§ Your instructions:
Continue the forum thread about saving the Sibelius notation program, picking up after its last sentence.

§ Document section:
# Help save Sibelius



## sbkp

> In July 2012, Avid Technology announced the closure of Sibelius UK, home of the Sibelius development and support team. Avid claims this will make no difference to Sibelius. Nothing could be further from the truth.



Whether you're a Sibelius user or not, this is a dreadful outcome for one of the top notation programs in the world. You'll either be affected because Sibelius development will deteriorate or stop or because your notation program will have less (or at least lower quality) competition.

A page has started on Facebook which is at present already about a quarter of the way to as many "Likes" as the official Sibelius page. Please join in and support the call to Avid to sell Sibelius to people who will keep it vibrant instead of merely on life support.

http://www.savesibelius.com or http://www.facebook.com/SaveSibelius


----------



## sbkp

If you're not the facebook-y type, you can read here:

Sibelius is a music composing/arranging application designed, maintained and supported by the Sibelius Team in the UK Office. The UK Office is closing, and the programmers and designers who have made Sibelius a major success will not be able to further develop the best computer based composing/arranging application in existence today.

With the release of Version 7, Avid can reap profits to shore up its Wall St losses for many years from product sales without any ongoing development or technical support. However, Sibelius is far more than just code, it lives and breathes in the hearts and minds of its inventors and developers. Remove them, and Sibelius eventually becomes roadkill.

§ Dataset section:
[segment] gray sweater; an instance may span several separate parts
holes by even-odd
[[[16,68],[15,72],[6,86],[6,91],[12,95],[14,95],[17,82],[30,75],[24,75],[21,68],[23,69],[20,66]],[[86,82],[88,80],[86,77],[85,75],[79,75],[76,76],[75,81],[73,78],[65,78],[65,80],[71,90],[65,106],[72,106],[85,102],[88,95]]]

§ Exercise result:
We implore those of you who use this marvelous composing application to write the board here:
http://ir.avid.com/contactBoard.cfm

The direct email addresses for the CEO and other Avid VP/Directors are:

Chris Gahagan (Senior Vice President of Products) 
who we believe actually closed the Sibelius London office. 
His email is: [email protected]

Gary Greenfield (CEO): [email protected]

Martin Kloiber (VP Live Systems and Consoles at Avid Technology): [email protected]

Dana Ruzicka (VP Strategic Alliances at Avid Technology): [email protected]

Ian Bruce (Worldwide Director of Corporate Communications): [email protected]

and the AVID Blog:
http://community.avid.com/blogs/avid/ar ... unity.aspx

Registered offices of Avid worldwide including Fax numbers: http://www.avid.com/us/about-avid/office-locations

Based on its latest published figures, Avid is in financial trouble. Right after the most recent stockholders meeting, all the Avid board of directors sold significant shares of stock, clearly a co-ordinated sale. Simultaneously, several key executives resigned, including Vice President, CFO and CTO. Avid is short of cash and desperately trying to shore up its liquidity with reckless cost cutting.

Sibelius is viable as a standalone company, but without sustained pressure from its users, Avid will try to run it offshore, most likely in the Ukraine. This short-term thinking is solely to ease Avid through its present cash crisis, not in any way for the benefit of Sibelius users. In fact it will effectively destroy Sibelius.

Please help us to persuade Avid that it is in everyone’s best interests for them to sell Sibelius to a third party as soon as possible. This will still ease its cash crisis, but will ensure Sibelius lives on in safe hands.

Save Sibelius campaign contact info:

Derek Williams
[email protected]
+44 (0)785 760 2004
+44 (0)131 208 3668
Fax: +44 (0)131 777 2573


----------



## nikolas

I'll bump this for everyone to see! And I'll keep bumping, although, to be honest I'm not 100% sure it will make a difference. The twins who created sibelius tried twice to buy it off AVID and AVID said not... :(


----------



## jamwerks

It's about a year since version 7 came out. You'd think that a version 8 would be ready.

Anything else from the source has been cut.